Natural language region descriptions
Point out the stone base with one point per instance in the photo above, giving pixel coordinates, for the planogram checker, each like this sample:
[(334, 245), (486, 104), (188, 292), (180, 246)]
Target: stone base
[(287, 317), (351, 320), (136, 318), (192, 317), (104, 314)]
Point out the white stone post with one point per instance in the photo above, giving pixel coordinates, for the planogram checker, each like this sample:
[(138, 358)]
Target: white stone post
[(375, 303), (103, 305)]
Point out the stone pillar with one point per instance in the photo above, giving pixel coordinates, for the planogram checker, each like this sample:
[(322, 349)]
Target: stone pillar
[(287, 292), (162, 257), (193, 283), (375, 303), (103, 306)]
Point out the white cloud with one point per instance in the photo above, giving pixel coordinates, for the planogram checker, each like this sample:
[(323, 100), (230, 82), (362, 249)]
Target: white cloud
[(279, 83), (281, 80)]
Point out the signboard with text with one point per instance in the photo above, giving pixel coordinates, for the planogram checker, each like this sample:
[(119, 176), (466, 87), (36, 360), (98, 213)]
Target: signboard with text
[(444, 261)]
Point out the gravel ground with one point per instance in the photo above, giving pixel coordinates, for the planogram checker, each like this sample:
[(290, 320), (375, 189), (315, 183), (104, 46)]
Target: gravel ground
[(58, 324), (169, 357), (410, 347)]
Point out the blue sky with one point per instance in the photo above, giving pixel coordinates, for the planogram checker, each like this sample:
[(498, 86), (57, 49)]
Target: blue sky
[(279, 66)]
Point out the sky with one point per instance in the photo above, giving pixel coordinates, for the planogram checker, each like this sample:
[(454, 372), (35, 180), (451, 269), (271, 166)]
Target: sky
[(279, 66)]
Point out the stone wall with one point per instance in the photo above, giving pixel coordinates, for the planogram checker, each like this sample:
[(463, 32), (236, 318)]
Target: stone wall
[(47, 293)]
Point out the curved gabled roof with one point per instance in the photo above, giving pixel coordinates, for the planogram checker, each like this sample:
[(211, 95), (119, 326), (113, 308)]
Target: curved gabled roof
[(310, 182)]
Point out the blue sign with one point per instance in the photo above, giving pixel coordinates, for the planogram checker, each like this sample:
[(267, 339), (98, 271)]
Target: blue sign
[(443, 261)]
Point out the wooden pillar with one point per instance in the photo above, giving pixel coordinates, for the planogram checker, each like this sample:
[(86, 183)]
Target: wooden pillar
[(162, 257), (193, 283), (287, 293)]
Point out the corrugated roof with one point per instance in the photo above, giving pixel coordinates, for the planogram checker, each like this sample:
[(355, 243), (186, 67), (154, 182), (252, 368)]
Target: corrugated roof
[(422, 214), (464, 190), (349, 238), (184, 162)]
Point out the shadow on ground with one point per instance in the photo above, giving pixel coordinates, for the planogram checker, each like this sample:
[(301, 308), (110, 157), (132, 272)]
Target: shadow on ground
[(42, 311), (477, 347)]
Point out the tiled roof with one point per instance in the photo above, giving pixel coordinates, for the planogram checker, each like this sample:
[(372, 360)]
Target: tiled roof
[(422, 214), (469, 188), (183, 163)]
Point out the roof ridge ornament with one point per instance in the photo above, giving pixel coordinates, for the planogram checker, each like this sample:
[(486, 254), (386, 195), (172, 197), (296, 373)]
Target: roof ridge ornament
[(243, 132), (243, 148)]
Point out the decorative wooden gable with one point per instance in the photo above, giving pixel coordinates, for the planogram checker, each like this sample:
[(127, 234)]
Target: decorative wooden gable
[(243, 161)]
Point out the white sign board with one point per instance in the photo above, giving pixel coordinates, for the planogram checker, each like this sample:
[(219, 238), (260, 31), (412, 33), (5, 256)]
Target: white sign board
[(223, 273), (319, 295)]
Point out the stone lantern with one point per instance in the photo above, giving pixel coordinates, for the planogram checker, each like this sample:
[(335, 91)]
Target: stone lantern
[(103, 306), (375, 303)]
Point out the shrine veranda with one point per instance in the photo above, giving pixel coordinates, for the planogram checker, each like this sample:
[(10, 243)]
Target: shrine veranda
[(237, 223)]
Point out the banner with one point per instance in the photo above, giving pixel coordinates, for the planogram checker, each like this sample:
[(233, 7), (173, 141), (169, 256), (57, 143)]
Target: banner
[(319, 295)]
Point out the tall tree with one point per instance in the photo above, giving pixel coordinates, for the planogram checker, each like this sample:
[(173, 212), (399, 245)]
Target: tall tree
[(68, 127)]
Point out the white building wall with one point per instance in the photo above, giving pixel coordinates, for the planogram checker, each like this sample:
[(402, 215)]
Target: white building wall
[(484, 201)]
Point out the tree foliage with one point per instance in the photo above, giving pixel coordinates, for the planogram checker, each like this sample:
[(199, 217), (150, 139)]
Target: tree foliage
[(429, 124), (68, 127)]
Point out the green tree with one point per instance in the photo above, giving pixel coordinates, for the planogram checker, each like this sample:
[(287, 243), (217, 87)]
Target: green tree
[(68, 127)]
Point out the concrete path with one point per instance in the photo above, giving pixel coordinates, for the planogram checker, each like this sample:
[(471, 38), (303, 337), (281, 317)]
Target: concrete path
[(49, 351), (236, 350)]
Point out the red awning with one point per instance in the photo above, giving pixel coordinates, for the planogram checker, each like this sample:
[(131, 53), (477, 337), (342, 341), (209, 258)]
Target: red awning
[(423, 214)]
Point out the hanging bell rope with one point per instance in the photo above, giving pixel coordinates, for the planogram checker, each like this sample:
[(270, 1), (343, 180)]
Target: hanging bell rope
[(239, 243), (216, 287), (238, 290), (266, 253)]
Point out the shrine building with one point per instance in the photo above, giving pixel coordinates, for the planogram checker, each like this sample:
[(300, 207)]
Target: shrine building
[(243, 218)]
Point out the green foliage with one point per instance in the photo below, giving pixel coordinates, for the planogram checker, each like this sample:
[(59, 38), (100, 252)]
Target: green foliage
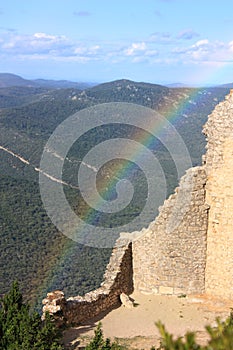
[(221, 337), (21, 330), (32, 249), (99, 343)]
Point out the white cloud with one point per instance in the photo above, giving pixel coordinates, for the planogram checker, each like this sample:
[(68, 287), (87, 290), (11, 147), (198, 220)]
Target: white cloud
[(155, 49), (135, 48), (187, 34), (205, 50)]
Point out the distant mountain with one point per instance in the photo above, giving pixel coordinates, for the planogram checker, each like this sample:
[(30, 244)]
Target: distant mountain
[(175, 85), (9, 80), (32, 249), (62, 84)]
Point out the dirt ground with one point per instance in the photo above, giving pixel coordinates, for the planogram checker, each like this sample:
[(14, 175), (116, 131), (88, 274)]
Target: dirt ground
[(135, 328)]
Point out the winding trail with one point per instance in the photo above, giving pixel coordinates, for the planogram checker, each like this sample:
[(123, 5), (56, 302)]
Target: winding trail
[(25, 161)]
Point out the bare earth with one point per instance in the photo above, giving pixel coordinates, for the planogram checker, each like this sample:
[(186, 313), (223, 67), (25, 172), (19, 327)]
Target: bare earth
[(136, 328)]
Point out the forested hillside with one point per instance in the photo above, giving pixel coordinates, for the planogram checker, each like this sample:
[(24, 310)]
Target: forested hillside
[(32, 249)]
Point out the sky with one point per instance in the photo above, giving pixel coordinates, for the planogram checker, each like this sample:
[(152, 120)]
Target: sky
[(157, 41)]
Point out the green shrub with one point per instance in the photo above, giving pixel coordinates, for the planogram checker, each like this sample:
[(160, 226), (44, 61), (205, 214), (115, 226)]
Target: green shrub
[(19, 329), (99, 343), (221, 337)]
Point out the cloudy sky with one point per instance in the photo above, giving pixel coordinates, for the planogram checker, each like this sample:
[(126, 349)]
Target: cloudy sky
[(159, 41)]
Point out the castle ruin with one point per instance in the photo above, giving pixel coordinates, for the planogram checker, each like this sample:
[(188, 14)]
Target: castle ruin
[(196, 257)]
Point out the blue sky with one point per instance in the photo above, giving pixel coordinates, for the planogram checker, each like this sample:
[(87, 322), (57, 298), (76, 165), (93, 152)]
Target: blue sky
[(158, 41)]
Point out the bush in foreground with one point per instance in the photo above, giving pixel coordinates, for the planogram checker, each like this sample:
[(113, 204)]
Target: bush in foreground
[(19, 329), (221, 338)]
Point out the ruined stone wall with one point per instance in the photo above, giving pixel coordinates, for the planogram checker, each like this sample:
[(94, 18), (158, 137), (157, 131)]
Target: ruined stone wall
[(117, 279), (187, 249), (219, 196), (170, 256)]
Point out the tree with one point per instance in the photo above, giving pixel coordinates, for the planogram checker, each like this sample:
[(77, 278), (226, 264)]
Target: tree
[(19, 329)]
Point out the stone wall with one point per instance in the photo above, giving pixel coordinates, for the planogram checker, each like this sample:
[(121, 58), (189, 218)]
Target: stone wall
[(170, 256), (187, 249), (117, 279), (219, 195)]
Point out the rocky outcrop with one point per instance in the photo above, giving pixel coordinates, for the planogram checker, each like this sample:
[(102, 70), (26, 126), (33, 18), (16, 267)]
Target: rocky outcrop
[(170, 256), (219, 195), (187, 249), (117, 280)]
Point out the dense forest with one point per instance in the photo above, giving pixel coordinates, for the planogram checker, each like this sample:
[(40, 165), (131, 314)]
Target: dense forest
[(33, 251)]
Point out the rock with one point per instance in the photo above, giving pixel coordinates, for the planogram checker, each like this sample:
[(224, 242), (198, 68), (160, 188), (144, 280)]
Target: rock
[(125, 300)]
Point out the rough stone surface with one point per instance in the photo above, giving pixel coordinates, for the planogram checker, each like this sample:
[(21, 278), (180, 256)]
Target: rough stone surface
[(188, 248), (117, 280), (219, 195)]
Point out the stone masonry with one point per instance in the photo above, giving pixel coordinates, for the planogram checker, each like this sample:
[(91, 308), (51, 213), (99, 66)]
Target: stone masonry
[(219, 195), (117, 279), (172, 260), (187, 249)]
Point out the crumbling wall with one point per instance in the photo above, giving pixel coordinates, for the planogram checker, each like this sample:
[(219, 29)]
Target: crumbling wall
[(219, 196), (170, 256), (118, 279)]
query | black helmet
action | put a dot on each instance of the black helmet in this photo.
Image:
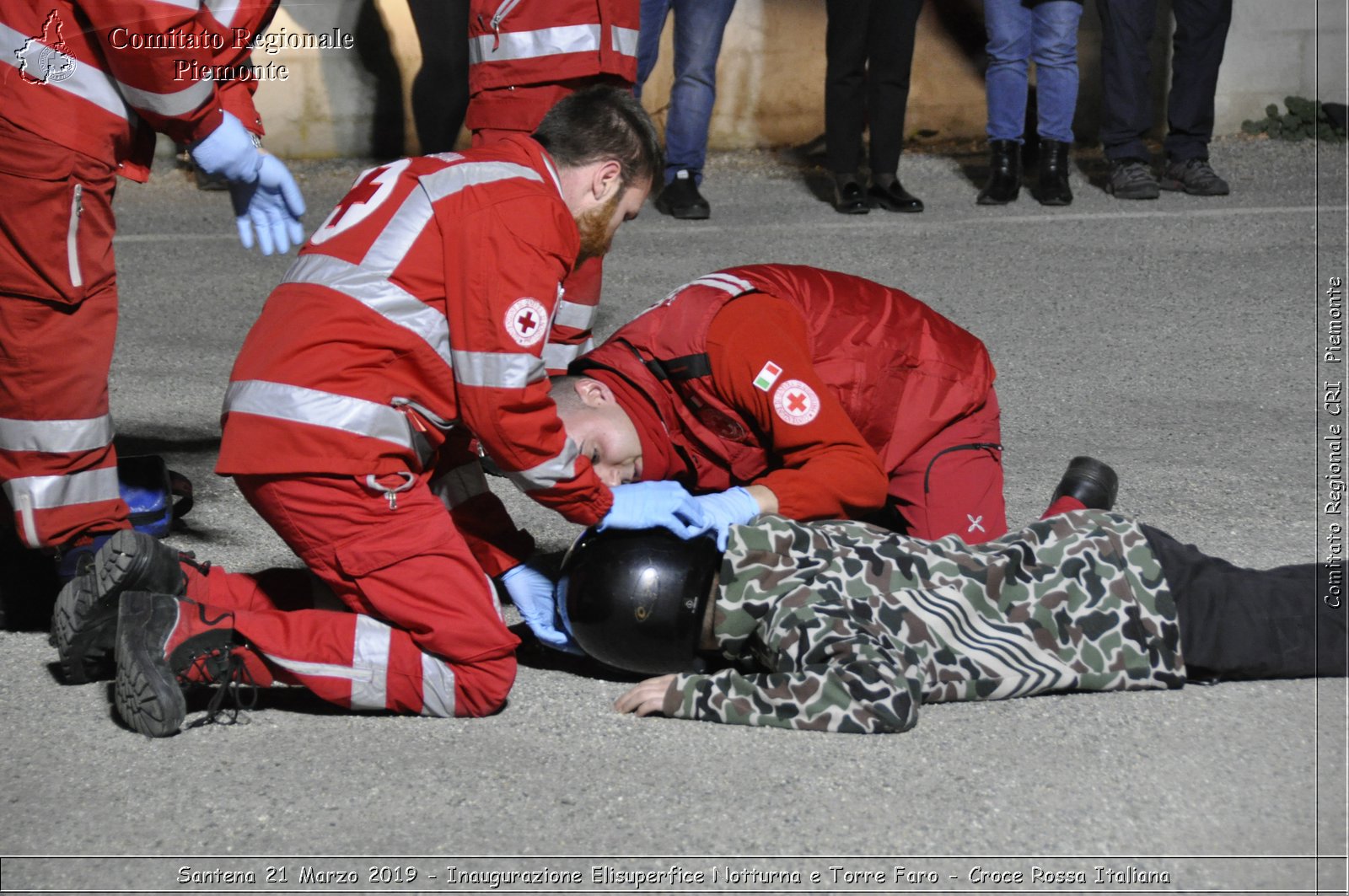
(634, 598)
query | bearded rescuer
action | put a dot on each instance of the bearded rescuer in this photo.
(404, 346)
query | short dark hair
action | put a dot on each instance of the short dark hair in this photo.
(598, 123)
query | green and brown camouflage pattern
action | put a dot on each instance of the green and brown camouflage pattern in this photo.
(841, 626)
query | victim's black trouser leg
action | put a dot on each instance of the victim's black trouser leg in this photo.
(1254, 624)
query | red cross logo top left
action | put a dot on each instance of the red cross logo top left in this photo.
(526, 321)
(796, 402)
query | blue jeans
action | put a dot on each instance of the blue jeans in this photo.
(698, 42)
(1045, 34)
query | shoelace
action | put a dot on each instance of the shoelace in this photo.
(235, 679)
(1135, 173)
(1201, 170)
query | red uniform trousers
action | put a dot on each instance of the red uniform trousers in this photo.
(58, 323)
(953, 485)
(422, 629)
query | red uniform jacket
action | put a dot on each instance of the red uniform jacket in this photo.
(814, 384)
(524, 42)
(101, 78)
(411, 325)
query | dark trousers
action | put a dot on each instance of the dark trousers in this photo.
(1254, 624)
(1197, 51)
(869, 51)
(440, 89)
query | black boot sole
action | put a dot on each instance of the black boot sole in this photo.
(1089, 480)
(148, 694)
(84, 622)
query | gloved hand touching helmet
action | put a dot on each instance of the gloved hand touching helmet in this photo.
(642, 505)
(267, 201)
(536, 598)
(726, 509)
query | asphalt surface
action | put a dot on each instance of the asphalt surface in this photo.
(1175, 339)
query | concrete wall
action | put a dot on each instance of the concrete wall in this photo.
(772, 72)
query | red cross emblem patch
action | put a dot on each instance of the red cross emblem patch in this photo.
(526, 321)
(796, 402)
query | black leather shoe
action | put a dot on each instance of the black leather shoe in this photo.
(1090, 480)
(1052, 182)
(894, 197)
(680, 199)
(849, 197)
(1005, 175)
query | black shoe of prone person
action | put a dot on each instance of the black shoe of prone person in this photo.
(1090, 480)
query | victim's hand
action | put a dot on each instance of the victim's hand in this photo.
(647, 698)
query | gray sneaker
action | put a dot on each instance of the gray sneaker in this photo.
(1196, 177)
(1131, 180)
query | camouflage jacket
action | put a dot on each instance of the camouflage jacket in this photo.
(842, 626)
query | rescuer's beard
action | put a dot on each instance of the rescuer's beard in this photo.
(594, 227)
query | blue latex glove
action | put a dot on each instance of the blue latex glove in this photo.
(267, 201)
(726, 509)
(642, 505)
(228, 152)
(533, 595)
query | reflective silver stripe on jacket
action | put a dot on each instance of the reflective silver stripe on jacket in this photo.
(378, 293)
(223, 10)
(47, 493)
(301, 405)
(557, 357)
(169, 105)
(438, 687)
(89, 83)
(550, 473)
(84, 80)
(725, 282)
(391, 246)
(573, 314)
(56, 436)
(532, 45)
(497, 370)
(459, 485)
(624, 40)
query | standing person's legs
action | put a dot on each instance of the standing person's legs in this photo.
(889, 31)
(699, 26)
(1252, 624)
(1197, 54)
(649, 40)
(953, 485)
(1126, 105)
(1008, 26)
(1056, 56)
(58, 321)
(845, 88)
(440, 89)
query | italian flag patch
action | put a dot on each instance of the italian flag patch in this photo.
(768, 377)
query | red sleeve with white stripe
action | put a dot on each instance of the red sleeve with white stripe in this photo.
(164, 85)
(235, 94)
(503, 276)
(575, 316)
(759, 350)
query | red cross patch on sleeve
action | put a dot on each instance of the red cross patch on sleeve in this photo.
(796, 402)
(526, 321)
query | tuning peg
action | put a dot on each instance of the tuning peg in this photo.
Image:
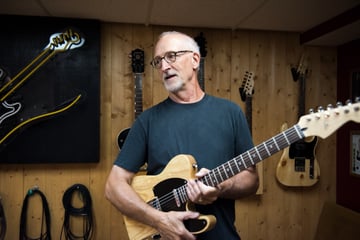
(320, 109)
(329, 106)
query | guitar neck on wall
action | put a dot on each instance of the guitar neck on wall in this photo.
(167, 190)
(246, 92)
(201, 41)
(137, 65)
(298, 166)
(15, 116)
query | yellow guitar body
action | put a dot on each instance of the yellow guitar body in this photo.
(291, 175)
(180, 167)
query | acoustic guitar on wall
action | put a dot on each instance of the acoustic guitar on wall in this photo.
(246, 92)
(298, 166)
(16, 112)
(167, 190)
(137, 65)
(201, 41)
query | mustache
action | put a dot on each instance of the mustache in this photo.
(169, 75)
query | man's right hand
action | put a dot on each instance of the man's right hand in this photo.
(170, 225)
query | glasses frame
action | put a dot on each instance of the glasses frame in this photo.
(166, 57)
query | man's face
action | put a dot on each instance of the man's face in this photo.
(175, 75)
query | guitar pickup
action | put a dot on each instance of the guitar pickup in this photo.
(299, 164)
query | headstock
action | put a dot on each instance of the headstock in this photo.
(247, 86)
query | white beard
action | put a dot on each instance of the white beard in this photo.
(174, 86)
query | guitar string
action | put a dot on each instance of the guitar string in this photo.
(46, 50)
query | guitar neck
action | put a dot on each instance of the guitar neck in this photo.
(248, 111)
(201, 73)
(253, 156)
(239, 163)
(138, 94)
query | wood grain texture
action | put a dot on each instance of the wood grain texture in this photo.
(277, 212)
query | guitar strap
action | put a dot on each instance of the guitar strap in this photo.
(2, 222)
(84, 212)
(45, 234)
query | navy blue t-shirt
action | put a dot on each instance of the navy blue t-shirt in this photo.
(213, 131)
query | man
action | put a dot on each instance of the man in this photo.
(211, 129)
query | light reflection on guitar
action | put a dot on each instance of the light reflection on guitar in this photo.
(167, 190)
(13, 115)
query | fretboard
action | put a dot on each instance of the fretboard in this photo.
(253, 156)
(138, 94)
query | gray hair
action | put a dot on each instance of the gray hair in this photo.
(192, 44)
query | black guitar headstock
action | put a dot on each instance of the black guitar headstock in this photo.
(201, 41)
(137, 60)
(301, 71)
(247, 86)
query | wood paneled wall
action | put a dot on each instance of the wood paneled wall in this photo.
(277, 212)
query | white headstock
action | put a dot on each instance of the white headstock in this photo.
(326, 121)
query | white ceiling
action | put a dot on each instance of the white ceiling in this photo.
(276, 15)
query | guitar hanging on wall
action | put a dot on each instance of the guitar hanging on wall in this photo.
(298, 166)
(137, 65)
(246, 92)
(15, 115)
(201, 41)
(167, 190)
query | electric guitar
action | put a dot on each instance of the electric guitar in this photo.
(201, 41)
(14, 116)
(137, 64)
(246, 91)
(167, 190)
(298, 166)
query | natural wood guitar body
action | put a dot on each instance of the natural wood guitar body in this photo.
(179, 169)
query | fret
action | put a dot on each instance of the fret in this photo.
(242, 159)
(257, 154)
(225, 171)
(215, 175)
(285, 137)
(237, 164)
(220, 175)
(267, 150)
(228, 163)
(277, 146)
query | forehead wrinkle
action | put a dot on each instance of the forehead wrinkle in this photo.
(171, 42)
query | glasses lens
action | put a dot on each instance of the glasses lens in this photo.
(156, 62)
(170, 56)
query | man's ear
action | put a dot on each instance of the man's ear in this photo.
(196, 60)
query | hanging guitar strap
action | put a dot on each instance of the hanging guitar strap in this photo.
(45, 234)
(2, 222)
(84, 212)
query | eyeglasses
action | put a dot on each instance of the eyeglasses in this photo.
(170, 57)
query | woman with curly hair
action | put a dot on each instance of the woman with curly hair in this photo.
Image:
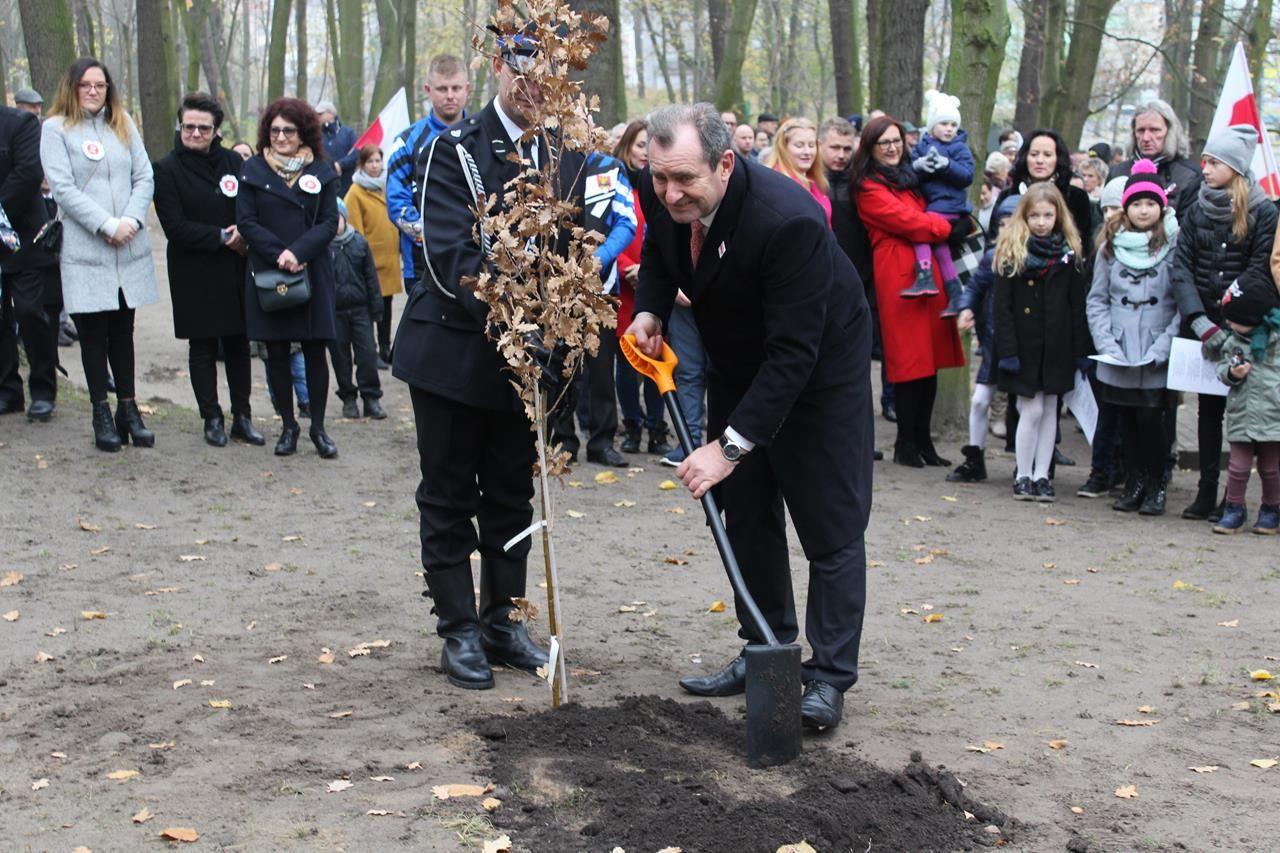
(288, 213)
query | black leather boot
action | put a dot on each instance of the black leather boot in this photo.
(243, 430)
(631, 436)
(462, 660)
(215, 430)
(104, 428)
(128, 423)
(506, 641)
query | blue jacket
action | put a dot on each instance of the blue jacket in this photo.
(946, 191)
(403, 183)
(608, 208)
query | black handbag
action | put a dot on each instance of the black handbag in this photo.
(278, 290)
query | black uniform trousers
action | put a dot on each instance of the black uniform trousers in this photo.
(602, 402)
(753, 500)
(202, 361)
(23, 306)
(476, 464)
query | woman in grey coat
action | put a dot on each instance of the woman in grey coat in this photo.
(100, 177)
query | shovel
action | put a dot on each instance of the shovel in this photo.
(772, 669)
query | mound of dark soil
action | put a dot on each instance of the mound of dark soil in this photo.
(649, 774)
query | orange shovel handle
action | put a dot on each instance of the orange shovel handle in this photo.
(661, 370)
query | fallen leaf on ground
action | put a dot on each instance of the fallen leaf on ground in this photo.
(179, 834)
(447, 792)
(501, 844)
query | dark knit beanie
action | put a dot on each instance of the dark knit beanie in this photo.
(1248, 304)
(1144, 182)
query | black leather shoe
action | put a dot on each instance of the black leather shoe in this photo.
(41, 410)
(288, 442)
(507, 643)
(128, 424)
(215, 430)
(607, 456)
(822, 706)
(324, 445)
(728, 682)
(243, 430)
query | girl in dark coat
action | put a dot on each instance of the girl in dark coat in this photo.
(287, 210)
(196, 188)
(1041, 333)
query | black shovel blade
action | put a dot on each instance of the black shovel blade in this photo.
(772, 705)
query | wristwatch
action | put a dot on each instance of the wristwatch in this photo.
(732, 451)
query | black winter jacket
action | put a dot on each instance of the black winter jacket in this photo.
(1208, 258)
(355, 273)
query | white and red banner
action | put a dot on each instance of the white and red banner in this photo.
(389, 123)
(1238, 105)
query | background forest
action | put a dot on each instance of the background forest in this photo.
(1075, 65)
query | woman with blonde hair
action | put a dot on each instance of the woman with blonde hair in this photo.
(795, 154)
(101, 178)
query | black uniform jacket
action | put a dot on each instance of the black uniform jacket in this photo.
(273, 217)
(787, 334)
(195, 200)
(440, 345)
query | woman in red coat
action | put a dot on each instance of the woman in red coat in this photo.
(917, 341)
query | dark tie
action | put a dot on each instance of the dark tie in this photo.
(696, 236)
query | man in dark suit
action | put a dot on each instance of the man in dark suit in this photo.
(475, 442)
(787, 337)
(26, 272)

— Aim of the task —
From the records above, copy only the lines running from the line holding "action | put a dot on each instance of the eyeglasses" through the line holding "query | shovel", with no pictures.

— Final answer —
action | put a dot on each instance of the eyeglasses in this photo.
(170, 57)
query | woman with curly hair
action | put a dot on each instance of the woman with curly hair in this photo.
Image:
(288, 213)
query | black leather boot
action | put a dot on each instance of the black leather boot in this photo.
(243, 430)
(631, 436)
(462, 660)
(215, 430)
(104, 428)
(128, 423)
(506, 641)
query | blue jacket
action | put a dot on each instance of the blue jacket in this photo.
(946, 191)
(403, 183)
(608, 208)
query | black handbag
action | put a dot on each instance of the black handbag in this photo.
(278, 290)
query | black uniform trousers
action | put a dot on each instance of the black uniform trousers in this photo.
(602, 402)
(753, 500)
(202, 361)
(23, 306)
(476, 464)
query | woman in grey coat
action | put a dot on each instance of the woman in grey coat in this photo.
(100, 177)
query | shovel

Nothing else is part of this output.